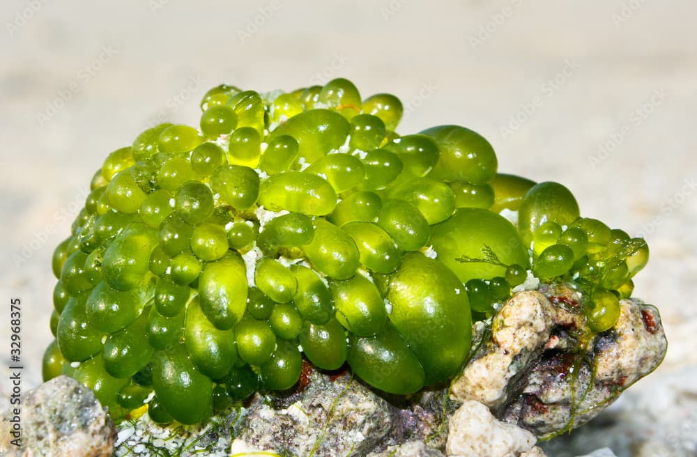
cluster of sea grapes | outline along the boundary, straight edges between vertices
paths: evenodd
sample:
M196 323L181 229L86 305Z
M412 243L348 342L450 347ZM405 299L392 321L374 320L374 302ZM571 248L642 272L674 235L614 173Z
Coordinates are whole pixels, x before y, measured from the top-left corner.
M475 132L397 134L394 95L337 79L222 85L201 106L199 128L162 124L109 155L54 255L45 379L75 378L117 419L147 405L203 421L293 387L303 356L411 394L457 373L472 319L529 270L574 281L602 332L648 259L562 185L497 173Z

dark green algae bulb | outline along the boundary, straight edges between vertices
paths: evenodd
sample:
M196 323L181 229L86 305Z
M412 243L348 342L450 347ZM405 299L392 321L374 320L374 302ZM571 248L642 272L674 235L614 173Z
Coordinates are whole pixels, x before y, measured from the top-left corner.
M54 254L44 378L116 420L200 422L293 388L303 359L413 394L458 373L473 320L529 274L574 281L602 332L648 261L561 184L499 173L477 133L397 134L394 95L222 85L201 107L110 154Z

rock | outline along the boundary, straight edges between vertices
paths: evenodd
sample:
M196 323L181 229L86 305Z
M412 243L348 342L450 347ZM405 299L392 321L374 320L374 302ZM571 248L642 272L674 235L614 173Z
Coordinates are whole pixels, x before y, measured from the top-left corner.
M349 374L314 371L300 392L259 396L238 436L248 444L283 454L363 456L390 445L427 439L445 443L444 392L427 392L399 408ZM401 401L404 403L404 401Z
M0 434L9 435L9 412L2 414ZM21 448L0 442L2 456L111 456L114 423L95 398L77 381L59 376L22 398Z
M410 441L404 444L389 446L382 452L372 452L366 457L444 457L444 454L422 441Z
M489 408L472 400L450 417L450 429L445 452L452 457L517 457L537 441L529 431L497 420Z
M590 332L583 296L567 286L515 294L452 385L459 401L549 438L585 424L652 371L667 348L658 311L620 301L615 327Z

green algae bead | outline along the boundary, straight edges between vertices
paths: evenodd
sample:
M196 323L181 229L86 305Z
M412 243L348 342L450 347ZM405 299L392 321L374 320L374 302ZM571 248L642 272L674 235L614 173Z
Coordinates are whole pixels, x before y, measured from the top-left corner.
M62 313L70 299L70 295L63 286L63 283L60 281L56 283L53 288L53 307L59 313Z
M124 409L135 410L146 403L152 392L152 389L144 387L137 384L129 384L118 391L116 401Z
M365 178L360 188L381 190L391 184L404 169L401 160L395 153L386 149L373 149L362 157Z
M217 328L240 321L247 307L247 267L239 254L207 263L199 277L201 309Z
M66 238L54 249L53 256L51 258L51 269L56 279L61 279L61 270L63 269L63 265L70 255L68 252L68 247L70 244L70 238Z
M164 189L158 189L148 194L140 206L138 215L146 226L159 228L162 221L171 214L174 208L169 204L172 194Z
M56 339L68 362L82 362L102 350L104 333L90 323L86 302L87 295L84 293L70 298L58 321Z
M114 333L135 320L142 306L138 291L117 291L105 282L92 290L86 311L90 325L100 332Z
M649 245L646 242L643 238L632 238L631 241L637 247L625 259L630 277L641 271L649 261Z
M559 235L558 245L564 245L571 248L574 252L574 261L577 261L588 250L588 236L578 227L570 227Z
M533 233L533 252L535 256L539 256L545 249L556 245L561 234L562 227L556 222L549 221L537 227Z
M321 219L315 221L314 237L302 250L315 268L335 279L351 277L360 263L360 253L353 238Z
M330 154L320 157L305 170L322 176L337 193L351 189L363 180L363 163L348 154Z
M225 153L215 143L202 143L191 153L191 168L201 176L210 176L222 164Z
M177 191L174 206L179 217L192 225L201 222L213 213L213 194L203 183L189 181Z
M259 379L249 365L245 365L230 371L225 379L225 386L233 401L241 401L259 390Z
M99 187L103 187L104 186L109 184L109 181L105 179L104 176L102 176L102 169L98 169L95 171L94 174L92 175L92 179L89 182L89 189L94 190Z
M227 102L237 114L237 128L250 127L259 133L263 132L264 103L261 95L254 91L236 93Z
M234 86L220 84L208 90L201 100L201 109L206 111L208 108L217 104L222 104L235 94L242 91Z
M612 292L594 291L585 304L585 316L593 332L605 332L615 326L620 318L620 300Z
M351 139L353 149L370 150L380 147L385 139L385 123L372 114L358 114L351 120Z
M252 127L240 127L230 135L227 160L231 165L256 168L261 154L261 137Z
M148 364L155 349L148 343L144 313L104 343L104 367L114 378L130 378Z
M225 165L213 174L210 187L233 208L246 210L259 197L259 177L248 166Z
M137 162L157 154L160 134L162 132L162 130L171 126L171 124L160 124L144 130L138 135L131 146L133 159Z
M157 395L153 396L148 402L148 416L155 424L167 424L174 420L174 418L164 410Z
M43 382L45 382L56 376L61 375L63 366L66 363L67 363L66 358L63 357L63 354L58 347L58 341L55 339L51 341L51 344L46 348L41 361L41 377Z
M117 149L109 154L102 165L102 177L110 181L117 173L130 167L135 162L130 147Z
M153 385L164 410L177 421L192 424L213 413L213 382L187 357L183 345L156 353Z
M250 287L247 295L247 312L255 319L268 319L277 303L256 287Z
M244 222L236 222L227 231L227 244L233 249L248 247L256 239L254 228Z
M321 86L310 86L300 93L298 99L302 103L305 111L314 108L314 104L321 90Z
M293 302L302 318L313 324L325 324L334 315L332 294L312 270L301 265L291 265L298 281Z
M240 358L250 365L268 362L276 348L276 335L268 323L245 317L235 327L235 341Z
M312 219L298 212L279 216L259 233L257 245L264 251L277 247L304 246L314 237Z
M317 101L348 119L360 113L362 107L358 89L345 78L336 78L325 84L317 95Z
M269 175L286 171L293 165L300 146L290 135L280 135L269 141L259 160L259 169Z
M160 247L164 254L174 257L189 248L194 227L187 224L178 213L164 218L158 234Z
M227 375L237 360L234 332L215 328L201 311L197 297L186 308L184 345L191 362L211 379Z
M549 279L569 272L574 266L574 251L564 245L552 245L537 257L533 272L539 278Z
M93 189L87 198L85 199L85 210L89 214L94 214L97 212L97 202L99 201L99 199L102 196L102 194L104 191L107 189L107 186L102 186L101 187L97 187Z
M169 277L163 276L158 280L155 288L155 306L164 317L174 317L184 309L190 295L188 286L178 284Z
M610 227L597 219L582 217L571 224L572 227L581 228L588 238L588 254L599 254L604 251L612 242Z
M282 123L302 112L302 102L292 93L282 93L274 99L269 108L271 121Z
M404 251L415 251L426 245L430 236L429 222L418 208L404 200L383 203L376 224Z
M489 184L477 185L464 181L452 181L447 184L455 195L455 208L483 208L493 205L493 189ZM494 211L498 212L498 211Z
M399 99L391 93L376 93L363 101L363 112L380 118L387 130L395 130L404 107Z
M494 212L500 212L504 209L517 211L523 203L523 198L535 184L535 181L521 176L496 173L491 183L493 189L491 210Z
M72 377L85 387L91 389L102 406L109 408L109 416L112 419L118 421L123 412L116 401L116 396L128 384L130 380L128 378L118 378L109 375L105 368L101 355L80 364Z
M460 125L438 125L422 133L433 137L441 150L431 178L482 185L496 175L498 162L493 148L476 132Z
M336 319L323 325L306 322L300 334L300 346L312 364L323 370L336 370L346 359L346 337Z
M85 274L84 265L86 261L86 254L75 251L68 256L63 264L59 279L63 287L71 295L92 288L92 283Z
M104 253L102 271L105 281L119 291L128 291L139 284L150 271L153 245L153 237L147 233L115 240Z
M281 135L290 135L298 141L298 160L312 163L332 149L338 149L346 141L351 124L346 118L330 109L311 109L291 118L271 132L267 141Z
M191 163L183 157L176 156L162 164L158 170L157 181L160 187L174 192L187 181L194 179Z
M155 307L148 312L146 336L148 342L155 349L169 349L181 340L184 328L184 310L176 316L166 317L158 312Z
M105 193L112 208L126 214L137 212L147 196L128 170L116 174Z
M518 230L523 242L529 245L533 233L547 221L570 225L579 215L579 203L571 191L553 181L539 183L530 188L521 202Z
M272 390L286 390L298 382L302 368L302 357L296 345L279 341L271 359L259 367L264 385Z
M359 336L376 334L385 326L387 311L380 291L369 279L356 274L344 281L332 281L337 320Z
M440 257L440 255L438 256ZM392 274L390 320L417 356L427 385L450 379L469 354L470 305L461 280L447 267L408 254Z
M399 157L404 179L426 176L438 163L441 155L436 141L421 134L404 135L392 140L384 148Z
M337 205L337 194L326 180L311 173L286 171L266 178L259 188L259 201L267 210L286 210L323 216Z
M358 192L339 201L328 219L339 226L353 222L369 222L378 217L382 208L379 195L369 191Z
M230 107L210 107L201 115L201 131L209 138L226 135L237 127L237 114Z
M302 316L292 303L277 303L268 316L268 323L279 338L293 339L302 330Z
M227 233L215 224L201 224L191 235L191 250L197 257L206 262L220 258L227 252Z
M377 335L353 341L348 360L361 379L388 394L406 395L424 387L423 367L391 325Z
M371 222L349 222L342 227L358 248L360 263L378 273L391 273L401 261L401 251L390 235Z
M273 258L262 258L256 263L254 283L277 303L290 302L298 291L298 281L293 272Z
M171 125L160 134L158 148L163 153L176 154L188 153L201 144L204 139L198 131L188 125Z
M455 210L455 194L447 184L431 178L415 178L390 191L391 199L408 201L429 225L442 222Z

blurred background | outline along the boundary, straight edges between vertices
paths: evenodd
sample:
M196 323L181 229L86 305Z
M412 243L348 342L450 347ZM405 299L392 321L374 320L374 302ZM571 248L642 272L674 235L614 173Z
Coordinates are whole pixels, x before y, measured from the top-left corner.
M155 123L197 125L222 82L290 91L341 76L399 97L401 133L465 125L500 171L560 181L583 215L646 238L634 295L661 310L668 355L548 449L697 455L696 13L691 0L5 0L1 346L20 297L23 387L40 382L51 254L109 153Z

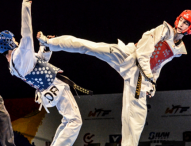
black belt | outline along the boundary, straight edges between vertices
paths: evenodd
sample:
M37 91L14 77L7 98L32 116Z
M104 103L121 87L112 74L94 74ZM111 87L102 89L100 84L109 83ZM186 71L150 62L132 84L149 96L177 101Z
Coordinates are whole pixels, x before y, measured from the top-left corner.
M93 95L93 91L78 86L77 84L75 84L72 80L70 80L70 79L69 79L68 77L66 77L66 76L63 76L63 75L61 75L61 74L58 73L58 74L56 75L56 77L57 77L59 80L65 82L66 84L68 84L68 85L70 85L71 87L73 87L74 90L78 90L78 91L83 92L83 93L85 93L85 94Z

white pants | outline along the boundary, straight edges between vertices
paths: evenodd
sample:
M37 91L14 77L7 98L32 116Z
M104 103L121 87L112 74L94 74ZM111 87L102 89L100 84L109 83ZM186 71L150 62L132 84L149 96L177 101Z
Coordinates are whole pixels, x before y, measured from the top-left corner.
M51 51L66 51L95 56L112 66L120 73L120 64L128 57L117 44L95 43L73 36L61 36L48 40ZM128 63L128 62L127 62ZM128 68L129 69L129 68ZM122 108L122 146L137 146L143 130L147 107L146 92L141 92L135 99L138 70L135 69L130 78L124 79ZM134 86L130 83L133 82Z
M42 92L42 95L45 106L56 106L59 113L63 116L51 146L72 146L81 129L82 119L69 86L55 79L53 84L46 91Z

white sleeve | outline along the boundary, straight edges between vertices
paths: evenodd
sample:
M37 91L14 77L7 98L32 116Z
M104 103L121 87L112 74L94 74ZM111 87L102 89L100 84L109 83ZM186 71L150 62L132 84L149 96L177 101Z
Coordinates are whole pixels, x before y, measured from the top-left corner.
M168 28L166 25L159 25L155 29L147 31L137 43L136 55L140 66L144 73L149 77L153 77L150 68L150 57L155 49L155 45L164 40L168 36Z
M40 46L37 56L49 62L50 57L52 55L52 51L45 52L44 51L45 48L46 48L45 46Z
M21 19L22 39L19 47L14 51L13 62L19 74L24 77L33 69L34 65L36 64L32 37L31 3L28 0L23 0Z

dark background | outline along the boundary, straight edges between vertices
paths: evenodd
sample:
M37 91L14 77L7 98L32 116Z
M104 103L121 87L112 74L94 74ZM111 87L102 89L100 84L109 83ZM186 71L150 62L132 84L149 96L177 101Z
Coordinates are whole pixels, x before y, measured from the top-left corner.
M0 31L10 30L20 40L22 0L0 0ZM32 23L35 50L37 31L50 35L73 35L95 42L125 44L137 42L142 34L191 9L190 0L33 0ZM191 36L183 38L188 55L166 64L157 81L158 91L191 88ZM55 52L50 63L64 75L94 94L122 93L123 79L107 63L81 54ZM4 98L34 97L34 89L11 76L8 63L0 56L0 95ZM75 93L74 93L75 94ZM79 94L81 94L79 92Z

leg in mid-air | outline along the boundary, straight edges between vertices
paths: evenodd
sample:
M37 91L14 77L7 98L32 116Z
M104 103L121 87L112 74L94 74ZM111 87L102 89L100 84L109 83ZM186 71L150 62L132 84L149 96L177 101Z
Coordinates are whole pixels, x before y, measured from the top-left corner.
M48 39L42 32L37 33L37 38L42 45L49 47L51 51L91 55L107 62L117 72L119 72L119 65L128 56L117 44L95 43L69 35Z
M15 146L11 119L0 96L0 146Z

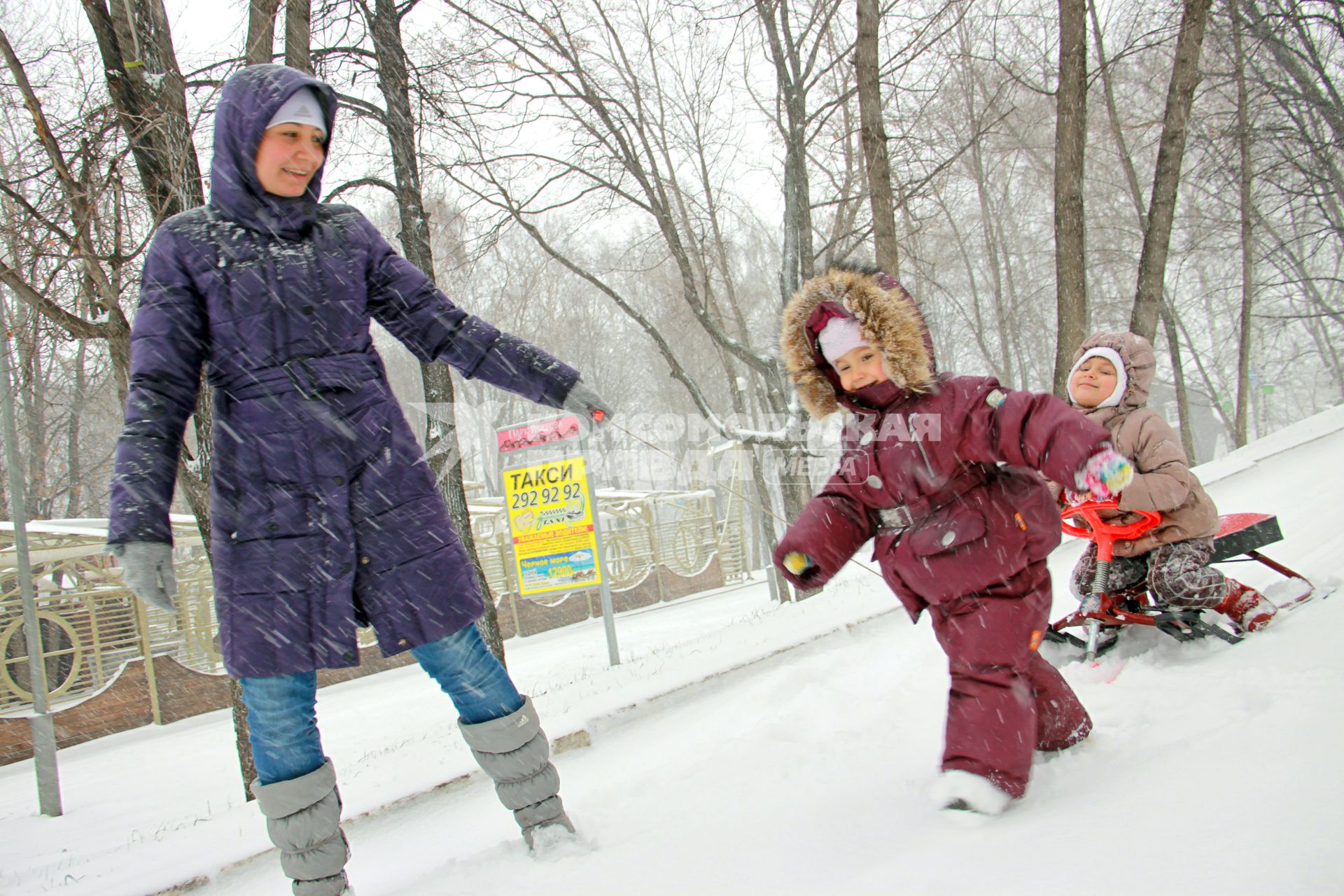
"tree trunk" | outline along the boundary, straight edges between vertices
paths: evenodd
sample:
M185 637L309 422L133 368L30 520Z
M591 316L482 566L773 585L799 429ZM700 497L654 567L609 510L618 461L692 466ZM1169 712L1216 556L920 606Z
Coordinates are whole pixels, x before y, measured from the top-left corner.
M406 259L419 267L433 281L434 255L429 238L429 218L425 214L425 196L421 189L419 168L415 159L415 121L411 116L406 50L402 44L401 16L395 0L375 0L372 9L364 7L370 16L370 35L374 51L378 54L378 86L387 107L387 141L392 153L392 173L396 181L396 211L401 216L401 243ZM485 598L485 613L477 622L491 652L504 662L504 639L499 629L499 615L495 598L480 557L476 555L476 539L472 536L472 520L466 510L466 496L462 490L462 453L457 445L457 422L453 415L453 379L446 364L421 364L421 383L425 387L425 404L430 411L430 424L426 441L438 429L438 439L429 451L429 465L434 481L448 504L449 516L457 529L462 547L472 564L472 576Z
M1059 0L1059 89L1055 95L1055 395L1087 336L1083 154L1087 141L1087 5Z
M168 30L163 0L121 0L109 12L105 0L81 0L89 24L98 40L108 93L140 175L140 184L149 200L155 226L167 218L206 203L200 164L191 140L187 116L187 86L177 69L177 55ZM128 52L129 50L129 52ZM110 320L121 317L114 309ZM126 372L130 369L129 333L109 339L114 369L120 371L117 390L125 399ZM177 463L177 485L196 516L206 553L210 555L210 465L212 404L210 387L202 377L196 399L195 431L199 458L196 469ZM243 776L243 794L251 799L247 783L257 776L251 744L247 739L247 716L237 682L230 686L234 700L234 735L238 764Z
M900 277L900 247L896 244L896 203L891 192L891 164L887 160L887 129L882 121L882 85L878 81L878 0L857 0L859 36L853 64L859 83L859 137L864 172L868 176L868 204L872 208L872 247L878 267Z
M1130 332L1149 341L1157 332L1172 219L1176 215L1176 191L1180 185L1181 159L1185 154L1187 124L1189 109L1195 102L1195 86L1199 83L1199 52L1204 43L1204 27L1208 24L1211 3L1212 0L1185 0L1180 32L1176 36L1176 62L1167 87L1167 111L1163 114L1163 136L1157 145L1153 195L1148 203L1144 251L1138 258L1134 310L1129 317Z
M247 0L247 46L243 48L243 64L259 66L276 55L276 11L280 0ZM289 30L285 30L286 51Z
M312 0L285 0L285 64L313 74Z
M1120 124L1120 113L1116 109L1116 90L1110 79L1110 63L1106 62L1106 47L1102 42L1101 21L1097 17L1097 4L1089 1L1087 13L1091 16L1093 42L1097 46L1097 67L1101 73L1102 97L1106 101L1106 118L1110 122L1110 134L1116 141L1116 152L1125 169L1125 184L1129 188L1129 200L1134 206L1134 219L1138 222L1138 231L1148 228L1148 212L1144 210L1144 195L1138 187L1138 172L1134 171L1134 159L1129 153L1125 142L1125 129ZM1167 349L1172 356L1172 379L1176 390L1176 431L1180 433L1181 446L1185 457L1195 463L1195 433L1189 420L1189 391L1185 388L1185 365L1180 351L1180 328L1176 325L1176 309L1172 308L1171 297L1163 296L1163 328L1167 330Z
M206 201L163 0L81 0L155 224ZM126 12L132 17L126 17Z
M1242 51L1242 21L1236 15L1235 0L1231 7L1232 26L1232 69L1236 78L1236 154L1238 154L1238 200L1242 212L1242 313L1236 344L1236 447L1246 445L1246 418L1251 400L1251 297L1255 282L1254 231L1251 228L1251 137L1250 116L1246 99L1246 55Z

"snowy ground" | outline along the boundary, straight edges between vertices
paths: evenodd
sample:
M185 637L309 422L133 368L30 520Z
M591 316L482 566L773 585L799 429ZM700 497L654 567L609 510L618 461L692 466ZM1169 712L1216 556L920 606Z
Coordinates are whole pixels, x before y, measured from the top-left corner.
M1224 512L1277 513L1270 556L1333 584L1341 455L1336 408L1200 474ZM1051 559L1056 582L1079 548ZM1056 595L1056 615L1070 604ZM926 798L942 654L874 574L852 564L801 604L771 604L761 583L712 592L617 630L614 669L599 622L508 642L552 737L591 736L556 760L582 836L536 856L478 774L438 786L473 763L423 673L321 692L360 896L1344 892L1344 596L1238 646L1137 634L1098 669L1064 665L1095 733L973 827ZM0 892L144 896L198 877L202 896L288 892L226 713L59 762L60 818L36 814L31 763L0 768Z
────────────────────
• _EXERCISE DIRECTIONS_
Reproduce without any change the part that opens with the line containing "blurred background |" and closes with the line containing "M155 123L197 125L222", including both of those lines.

• _THE SOLUTION_
blurred background | outline along the boundary, straight edges between vertices
paths: evenodd
sample:
M196 323L181 229L86 305Z
M412 243L348 342L450 347ZM405 299L392 321L374 320L374 302ZM571 248L642 272L674 235L614 173Z
Coordinates are whole pixels, x before y, measured from the top-left corner.
M155 123L197 125L222 82L290 91L341 76L399 97L401 133L465 125L500 171L560 181L583 215L646 238L634 295L661 310L668 355L548 449L697 455L696 13L691 0L5 0L1 346L20 297L23 387L40 382L51 254L109 153Z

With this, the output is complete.